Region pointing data
━━━━━━━━━━━━━━━━━━━━

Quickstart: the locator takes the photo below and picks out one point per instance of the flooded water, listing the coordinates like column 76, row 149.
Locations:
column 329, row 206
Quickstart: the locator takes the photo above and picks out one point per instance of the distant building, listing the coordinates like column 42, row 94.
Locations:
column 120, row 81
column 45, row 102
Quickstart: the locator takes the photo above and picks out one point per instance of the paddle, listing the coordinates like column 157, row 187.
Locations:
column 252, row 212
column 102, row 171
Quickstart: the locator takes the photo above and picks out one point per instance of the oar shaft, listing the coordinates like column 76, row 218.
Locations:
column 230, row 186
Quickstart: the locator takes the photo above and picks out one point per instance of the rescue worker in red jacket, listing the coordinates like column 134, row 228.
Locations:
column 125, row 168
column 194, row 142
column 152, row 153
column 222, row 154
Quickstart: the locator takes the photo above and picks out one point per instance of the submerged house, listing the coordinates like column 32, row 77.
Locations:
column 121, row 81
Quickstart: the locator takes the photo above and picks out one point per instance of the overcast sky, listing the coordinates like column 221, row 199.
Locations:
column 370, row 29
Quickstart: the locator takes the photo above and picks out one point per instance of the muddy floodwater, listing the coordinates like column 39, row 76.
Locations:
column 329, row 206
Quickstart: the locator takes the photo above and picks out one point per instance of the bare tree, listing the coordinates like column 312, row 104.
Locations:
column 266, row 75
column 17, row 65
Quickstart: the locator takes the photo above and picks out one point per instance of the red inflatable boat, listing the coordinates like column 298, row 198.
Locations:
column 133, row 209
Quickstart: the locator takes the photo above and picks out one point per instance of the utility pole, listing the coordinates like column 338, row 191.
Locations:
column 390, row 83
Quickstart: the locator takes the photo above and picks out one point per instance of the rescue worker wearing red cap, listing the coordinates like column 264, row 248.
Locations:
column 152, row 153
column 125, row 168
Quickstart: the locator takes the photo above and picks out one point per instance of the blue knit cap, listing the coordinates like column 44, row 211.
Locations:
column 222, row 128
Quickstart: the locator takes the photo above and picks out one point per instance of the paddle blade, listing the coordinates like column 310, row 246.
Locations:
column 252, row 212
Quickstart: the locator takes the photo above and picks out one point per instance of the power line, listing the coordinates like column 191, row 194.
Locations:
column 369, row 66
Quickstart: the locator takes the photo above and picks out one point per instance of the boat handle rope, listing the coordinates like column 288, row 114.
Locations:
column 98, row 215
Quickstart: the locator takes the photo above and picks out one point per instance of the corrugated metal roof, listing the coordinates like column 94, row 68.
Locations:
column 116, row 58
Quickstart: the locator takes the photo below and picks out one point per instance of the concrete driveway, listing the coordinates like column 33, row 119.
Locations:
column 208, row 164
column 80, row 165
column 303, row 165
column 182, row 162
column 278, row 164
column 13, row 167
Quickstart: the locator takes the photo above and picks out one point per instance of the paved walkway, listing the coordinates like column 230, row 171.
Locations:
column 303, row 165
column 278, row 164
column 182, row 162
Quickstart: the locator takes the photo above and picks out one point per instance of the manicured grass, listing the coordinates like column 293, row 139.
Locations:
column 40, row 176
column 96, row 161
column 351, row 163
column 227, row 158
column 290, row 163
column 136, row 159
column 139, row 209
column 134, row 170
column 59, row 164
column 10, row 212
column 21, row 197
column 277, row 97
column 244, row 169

━━━━━━━━━━━━━━━━━━━━

Write the data out in full, matching every line exactly.

### EXERCISE ANSWER
Quickstart: the locator takes the photo below and picks out one point per instance of the flooded water, listing the coordinates like column 76, row 149.
Locations:
column 329, row 206
Quickstart: the locator takes the photo above and picks out one point per instance of the distant building, listing the coordinates like column 42, row 94.
Locations:
column 120, row 81
column 45, row 102
Quickstart: the locator takes the photo above and picks out one point per instance of the paddle, listing the coordinates like column 157, row 187.
Locations:
column 252, row 212
column 102, row 171
Quickstart: the locator takes the photo above and picks out one point per instance of the oar shaft, listing the coordinates like column 76, row 218.
Locations:
column 230, row 186
Quickstart: the locator takes the photo above and picks out one point per instance of the rescue worker in red jacket, listing the coordinates like column 134, row 228.
Locations:
column 125, row 168
column 194, row 142
column 152, row 153
column 222, row 154
Quickstart: the locator takes the photo above and picks out one point per instance of the submerged house, listing the coordinates like column 32, row 77.
Locations:
column 121, row 81
Quickstart: the locator takes the photo above and picks out one point per instance of the overcast sky, listing the coordinates like column 221, row 199.
Locations:
column 370, row 29
Quickstart: the locator takes the photo above and picks out one point per instance of the muddy floodwater, listing the coordinates like column 39, row 76.
Locations:
column 329, row 206
Quickstart: the locator takes the photo above and picks out one point per instance of the bare tree, listing the coordinates like column 312, row 104.
Locations:
column 266, row 75
column 17, row 65
Quickstart: the locator takes the photo above and picks out one point per instance of the red inflatable boat, listing the coordinates like column 298, row 198.
Locations:
column 133, row 209
Quickstart: the locator takes the photo above and picks out one point per instance of the utility pole, listing the coordinates like column 338, row 191.
Locations:
column 390, row 83
Quickstart: the locator takes the photo above and picks out one point per instance of the rescue worker wearing red cap, listing the coordinates like column 264, row 248.
Locations:
column 152, row 153
column 125, row 168
Quickstart: the locator takes the photo above and picks out one point per instance of the blue knit cap, listing the coordinates like column 44, row 211.
Locations:
column 222, row 128
Quickstart: the locator takes the photo above and picks out one point per instance of the paddle blade, listing the coordinates like column 310, row 246.
Locations:
column 252, row 212
Quickstart: the locator takes the photo above and picks out one point per instance of the power line, listing the coordinates like column 191, row 194.
Locations:
column 369, row 66
Quickstart: the locator takes the photo above and picks out one point per instance of the boat handle rope, listing the coordinates like column 288, row 114.
Locations:
column 98, row 215
Quickstart: the locator takes the photo above and picks out one point per instance of the corrugated metal roof, listing the coordinates like column 94, row 68.
Locations:
column 116, row 58
Quickstart: the locator takes the photo below and picks out one point per instance of the concrete driveway, listing the coordinates like column 33, row 119.
Locations:
column 208, row 164
column 80, row 165
column 303, row 165
column 182, row 162
column 278, row 164
column 13, row 167
Quickstart: the locator takes the photo above and picks out one point per instance of the paved walkway, listing the coordinates like column 230, row 171.
Locations:
column 303, row 165
column 278, row 164
column 182, row 162
Quickstart: the locator takes the photo above and picks out one point per instance of the manicured grass, listing the coordinates like column 293, row 139.
Locations:
column 40, row 176
column 96, row 161
column 351, row 163
column 227, row 158
column 290, row 163
column 136, row 159
column 139, row 209
column 134, row 170
column 59, row 164
column 10, row 212
column 21, row 197
column 277, row 97
column 244, row 169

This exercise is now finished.